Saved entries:
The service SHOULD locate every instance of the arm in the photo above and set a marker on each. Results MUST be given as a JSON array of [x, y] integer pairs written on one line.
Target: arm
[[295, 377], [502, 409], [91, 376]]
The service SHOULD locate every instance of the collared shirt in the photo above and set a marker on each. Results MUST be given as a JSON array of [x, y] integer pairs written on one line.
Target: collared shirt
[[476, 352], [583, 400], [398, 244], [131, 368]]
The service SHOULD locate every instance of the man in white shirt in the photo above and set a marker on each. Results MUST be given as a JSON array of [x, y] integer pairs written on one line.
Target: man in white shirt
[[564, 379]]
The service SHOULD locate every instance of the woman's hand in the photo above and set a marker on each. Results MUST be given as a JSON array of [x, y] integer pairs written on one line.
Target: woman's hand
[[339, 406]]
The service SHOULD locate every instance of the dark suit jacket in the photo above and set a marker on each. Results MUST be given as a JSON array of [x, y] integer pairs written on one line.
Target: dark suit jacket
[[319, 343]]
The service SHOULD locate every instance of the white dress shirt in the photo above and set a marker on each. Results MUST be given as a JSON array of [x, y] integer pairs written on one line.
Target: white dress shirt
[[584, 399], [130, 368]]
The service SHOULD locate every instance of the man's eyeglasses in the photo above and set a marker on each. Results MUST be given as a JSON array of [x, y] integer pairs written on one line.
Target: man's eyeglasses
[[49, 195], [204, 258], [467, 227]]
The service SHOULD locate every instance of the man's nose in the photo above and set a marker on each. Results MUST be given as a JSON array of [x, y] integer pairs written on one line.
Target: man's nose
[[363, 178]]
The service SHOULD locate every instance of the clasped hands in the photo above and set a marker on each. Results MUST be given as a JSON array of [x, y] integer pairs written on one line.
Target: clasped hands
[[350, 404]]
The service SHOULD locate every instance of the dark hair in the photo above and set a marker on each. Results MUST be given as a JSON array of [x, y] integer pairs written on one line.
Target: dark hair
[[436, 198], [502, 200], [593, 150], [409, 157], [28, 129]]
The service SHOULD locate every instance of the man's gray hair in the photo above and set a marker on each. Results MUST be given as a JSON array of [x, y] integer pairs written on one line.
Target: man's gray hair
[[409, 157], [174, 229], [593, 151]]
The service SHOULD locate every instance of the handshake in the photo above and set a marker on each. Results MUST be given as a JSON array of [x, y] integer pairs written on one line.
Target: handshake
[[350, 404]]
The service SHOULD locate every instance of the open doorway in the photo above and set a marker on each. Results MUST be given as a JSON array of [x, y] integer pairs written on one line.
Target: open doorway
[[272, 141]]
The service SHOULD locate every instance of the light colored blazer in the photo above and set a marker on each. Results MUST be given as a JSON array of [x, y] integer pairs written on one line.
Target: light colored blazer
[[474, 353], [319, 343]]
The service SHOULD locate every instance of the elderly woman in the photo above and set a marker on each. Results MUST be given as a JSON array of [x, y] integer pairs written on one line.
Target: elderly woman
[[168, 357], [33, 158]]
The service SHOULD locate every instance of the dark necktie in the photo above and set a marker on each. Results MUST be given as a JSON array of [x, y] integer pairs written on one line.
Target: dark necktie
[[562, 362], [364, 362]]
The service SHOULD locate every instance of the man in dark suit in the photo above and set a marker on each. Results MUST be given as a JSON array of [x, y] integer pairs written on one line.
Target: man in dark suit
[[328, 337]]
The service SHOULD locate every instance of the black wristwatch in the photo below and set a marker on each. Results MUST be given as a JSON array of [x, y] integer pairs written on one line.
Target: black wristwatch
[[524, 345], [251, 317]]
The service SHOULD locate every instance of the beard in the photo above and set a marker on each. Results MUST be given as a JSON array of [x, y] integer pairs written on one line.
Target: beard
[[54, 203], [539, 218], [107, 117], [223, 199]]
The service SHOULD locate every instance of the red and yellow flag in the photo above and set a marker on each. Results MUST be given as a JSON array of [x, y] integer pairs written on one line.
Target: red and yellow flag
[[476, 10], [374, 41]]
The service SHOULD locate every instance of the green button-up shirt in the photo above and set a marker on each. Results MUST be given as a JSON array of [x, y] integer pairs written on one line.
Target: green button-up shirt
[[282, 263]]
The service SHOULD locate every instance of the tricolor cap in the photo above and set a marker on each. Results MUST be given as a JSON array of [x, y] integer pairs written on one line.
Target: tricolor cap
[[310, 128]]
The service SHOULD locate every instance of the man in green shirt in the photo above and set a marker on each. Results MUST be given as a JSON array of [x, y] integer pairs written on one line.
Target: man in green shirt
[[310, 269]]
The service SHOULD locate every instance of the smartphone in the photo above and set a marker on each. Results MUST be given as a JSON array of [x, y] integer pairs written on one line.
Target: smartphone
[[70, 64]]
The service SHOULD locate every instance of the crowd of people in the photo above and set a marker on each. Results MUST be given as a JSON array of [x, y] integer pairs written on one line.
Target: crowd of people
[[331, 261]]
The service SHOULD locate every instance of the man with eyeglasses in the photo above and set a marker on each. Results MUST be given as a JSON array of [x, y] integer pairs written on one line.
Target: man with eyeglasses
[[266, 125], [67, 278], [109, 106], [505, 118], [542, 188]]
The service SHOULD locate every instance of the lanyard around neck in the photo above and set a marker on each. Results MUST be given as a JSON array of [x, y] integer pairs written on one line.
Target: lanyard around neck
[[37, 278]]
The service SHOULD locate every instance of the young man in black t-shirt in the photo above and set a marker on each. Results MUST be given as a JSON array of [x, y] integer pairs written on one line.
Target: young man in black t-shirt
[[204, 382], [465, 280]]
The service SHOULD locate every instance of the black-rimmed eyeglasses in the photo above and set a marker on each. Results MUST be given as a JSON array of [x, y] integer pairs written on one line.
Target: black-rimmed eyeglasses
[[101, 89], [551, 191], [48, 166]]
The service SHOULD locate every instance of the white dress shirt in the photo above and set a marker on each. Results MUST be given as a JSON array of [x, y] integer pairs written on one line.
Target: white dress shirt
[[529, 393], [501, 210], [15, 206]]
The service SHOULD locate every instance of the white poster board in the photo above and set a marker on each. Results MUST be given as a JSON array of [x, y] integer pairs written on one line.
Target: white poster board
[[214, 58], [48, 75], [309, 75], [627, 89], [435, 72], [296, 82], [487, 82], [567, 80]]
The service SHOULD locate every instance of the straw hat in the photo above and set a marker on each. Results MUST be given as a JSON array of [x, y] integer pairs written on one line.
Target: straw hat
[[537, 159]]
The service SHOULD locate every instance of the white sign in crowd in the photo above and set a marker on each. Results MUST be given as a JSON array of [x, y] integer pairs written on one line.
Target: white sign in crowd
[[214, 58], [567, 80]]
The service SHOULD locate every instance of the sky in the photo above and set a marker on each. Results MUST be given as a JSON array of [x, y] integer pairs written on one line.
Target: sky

* [WHAT TO PRODUCE]: All of the data is to be transcribed exactly as written.

* [SOLUTION TO THE PROBLEM]:
The service SHOULD locate every instance of the arm in the photo above and set a marker on each. Results MUST be given as a JSON array of [x, y] integer pairs written on one line.
Target: arm
[[295, 377], [502, 409], [91, 376]]
The service SHOULD locate every instance of the collared shirt in the photo above and set a marker on each. Results MUST be given as a JSON array of [x, y] integer pairs written on one line.
Target: collared shirt
[[476, 352], [583, 400], [398, 244], [131, 368]]
The service SHOULD locate every instance of the man in white shirt in the photo above and set a marker on each. Results MUST be given as a JSON array of [x, y] integer pairs written on one line.
Target: man in white shirt
[[564, 379]]
The service SHOULD locate every instance of the woman's hand in the photo above and set a marker on each. Results MUST be given as a JSON array of [x, y] integer pairs written on one line.
Target: woman's hand
[[339, 406]]
The service SHOULD locate every instance of the dark suit jacket in the photo above and set a marker on each. Results MUST be given as a JSON array of [x, y] integer pairs written on one line.
Target: dark suit jacket
[[319, 343]]
The service SHOULD locate every instance of the white dress shirt in the photo above and set a marker on each. Results MUST be given as a JSON array of [x, y] integer pairs written on one line.
Target: white dress shirt
[[584, 399], [130, 368]]
The service SHOULD locate every instance of the man's eyeglasses in the photo above and set a marker on each. Results MUST be given as a JSON array of [x, y] integer pairs written on one line.
Target: man's eyeglasses
[[49, 195], [204, 258], [467, 227]]
The service SHOULD locate every instance of the man's nose in the photo above and set a marker on each. Results MUST be given as a JSON array of [x, y] integer pairs written on one line.
Target: man's nose
[[363, 178]]
The service SHOULD locate every instance of the clasped hands in the photo above and set a marker on each. Results MUST be given as a JSON array of [x, y] integer pairs written on one line.
Target: clasped hands
[[350, 404]]
The service SHOULD locate every instance of the dark hair in the photo above and set a marker on each. Results MUST be given as a JSON array of [x, y] integer pairs written on one line.
Target: dark hair
[[436, 198], [502, 200], [593, 150], [409, 157], [28, 129]]
The service SHOULD locate every instance of the man's gray hair in the photo above and set a marker on each. Results MUST be given as a JSON array of [x, y] integer pairs written on one line.
Target: man's gray hair
[[409, 157], [174, 229], [593, 151]]
The service SHOULD locate every instance of the handshake in the photo above and set a marker on each. Results MUST be given as a JSON array of [x, y] integer pairs written on one line.
Target: handshake
[[350, 404]]
The service SHOULD locate every instance of the open doorway in the photo above and set a marker on each. Results MUST be given as a JSON array of [x, y] integer pairs written on one line.
Target: open doorway
[[272, 141]]
The service SHOULD locate every instance of the light colored blazer in the photo above and set a marker on each. Results MUST be given as a JSON array of [x, y] integer pairs written on one line.
Target: light colored blazer
[[474, 353], [319, 343]]
The service SHOULD locate every instance of the elderly woman in the photo above and set a marker on each. Results MUST be given as a JSON array of [x, y] integer pairs written on one line.
Target: elderly woman
[[168, 357], [33, 158]]
The service SHOULD locate every instance of the dark necktie in the photo above and set a marker on each. Results MUST be given as a JSON array of [x, y] integer pairs written on one line.
Target: dark necktie
[[562, 362], [364, 362]]
The service SHOULD locate every instance of the man in dark suit in the photo above and set a marker on each. Results MUST be given as a JSON array of [x, y] integer pairs written on one line.
Target: man in dark suit
[[328, 337]]
The service SHOULD locate every instance of the black wristwatch in the photo below and set a marker on each. Results MUST be given as a JSON array of [x, y] integer pairs written on one line.
Target: black wristwatch
[[524, 345], [251, 317]]
The service SHOULD locate every instance of the beard in the photo above and set a marker on each. Results MUST be given as a JSON array of [x, y] integer pairs written on one line.
Target: beard
[[54, 203], [539, 218], [107, 117], [223, 199]]
The service SHOULD locate every instance of the red and yellow flag in the photo above and set a marker on each. Results MUST be given as a JSON array of [x, y] integer pairs written on one line.
Target: red and yellow flag
[[476, 10], [374, 41]]
The service SHOULD locate every instance of the green button-up shirt in the photo above and set a marker on each. Results MUST be given as a JSON array of [x, y] integer pairs written on one line.
Target: green button-up shirt
[[282, 263]]
The service SHOULD locate every instance of the tricolor cap in the photo above and set a marker on each. Results MUST be given as a JSON array of [x, y] integer pairs written on one line.
Target: tricolor cap
[[310, 128]]
The service SHOULD locate every instance of the man in green shirt in the photo above and set a marker on each. Results MUST be given as a JSON array of [x, y] integer pairs written on one line.
Target: man in green shirt
[[310, 269]]
The service SHOULD locate every instance of the smartphone in the photo above and set a marker on each. Results MUST be given as a JSON array of [x, y] integer pairs written on one line.
Target: smartphone
[[70, 64]]
The service SHOULD locate every instance of the crowd of people in the photo above and set a marker on each. Results MUST be given as a JSON array of [x, y] integer pairs written on one line.
Target: crowd of people
[[331, 261]]
The service SHOULD locate every instance of the man with eyeglasses in the photo above and set a marker on each. Results MUST be given as a JSON array of [x, y] integer pairs written on one line.
Target: man with eyeglasses
[[266, 125], [67, 278], [109, 106], [505, 118], [542, 188]]
The service SHOULD locate every instance of the lanyard around neck in the photo above and set a marker on each. Results MUST be given as a JSON array of [x, y] integer pairs written on one line.
Target: lanyard around neck
[[37, 278]]
The service SHOULD locate every instance of the young man in black t-shirt in the photo above and set a marker on each. Results MUST be given as a JSON array of [x, y] integer pairs written on one line.
Target: young man in black t-shirt
[[204, 382], [465, 280]]
The service SHOULD locate every instance of the black-rimmed eyeglasses in the photo above and set a marker on each. Results MUST be given as a JSON array of [x, y] integer pairs written on one line.
Target: black-rimmed eyeglasses
[[101, 89], [551, 191], [48, 166]]
The service SHOULD locate every instance of the white dress shirt in the photo above and set a marker on each. Results MUST be given as a JSON array of [x, y] integer pairs written on one line.
Target: white dress shirt
[[529, 393], [501, 210], [15, 206]]
The service SHOULD locate every instance of the white poster board in the photo above and set a marker on each. Results MUST be given as a JSON array of [x, y] integer pairs written on one line.
Target: white poster board
[[214, 58], [48, 75], [309, 75], [627, 89], [435, 72], [296, 82], [487, 82], [567, 80]]
The service SHOULD locate every instance of the straw hat in the photo above and set a marker on each. Results MUST be given as a JSON array of [x, y] integer pairs written on one line.
Target: straw hat
[[537, 159]]
The service SHOULD locate every instance of the white sign in crowd in the photo above and set a marker on each. Results MUST be given as a JSON array of [x, y] integer pairs written on one line.
Target: white sign in crowd
[[214, 58], [567, 80]]
The service SHOULD locate every instance of the sky in the photo above and set a marker on each. Results MUST be given as a JSON array of [x, y] integer pairs written on one line.
Target: sky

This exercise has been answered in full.